**Exercise goal:** Count the lines in the items below that contain the string "wooden", and give only that number.

(Excerpts from bounding box data)

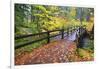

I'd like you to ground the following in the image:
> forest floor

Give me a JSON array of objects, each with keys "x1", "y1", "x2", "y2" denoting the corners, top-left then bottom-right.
[{"x1": 15, "y1": 39, "x2": 94, "y2": 65}]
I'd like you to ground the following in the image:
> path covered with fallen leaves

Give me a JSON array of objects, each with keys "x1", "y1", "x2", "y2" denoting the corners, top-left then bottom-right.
[{"x1": 15, "y1": 39, "x2": 91, "y2": 65}]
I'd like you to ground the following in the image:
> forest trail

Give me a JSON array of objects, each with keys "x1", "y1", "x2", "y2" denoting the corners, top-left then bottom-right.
[{"x1": 15, "y1": 39, "x2": 91, "y2": 65}]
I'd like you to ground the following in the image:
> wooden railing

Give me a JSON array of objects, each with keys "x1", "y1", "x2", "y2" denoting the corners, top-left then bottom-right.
[{"x1": 15, "y1": 26, "x2": 84, "y2": 49}]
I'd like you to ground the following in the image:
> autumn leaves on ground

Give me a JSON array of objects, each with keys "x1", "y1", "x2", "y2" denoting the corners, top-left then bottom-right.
[
  {"x1": 15, "y1": 39, "x2": 93, "y2": 65},
  {"x1": 14, "y1": 3, "x2": 94, "y2": 65}
]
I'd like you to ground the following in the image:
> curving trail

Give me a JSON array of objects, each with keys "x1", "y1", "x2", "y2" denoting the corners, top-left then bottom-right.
[{"x1": 15, "y1": 39, "x2": 93, "y2": 65}]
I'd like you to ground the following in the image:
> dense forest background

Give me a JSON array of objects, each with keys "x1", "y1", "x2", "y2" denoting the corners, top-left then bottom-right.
[
  {"x1": 14, "y1": 4, "x2": 94, "y2": 54},
  {"x1": 15, "y1": 4, "x2": 94, "y2": 35}
]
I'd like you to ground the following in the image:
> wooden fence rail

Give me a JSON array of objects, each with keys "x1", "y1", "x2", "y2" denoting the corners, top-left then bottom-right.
[{"x1": 15, "y1": 26, "x2": 82, "y2": 49}]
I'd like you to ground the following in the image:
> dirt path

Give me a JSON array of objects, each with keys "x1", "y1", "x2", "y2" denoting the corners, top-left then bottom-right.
[{"x1": 15, "y1": 40, "x2": 93, "y2": 65}]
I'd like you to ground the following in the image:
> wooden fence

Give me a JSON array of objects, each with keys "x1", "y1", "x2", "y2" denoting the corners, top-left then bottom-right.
[{"x1": 15, "y1": 26, "x2": 83, "y2": 49}]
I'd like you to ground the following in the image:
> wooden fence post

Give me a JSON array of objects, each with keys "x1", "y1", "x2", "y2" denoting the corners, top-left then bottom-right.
[
  {"x1": 61, "y1": 29, "x2": 64, "y2": 39},
  {"x1": 47, "y1": 31, "x2": 50, "y2": 43}
]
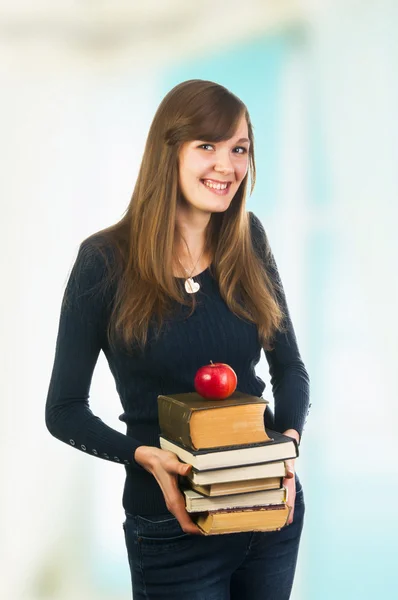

**The reply:** 4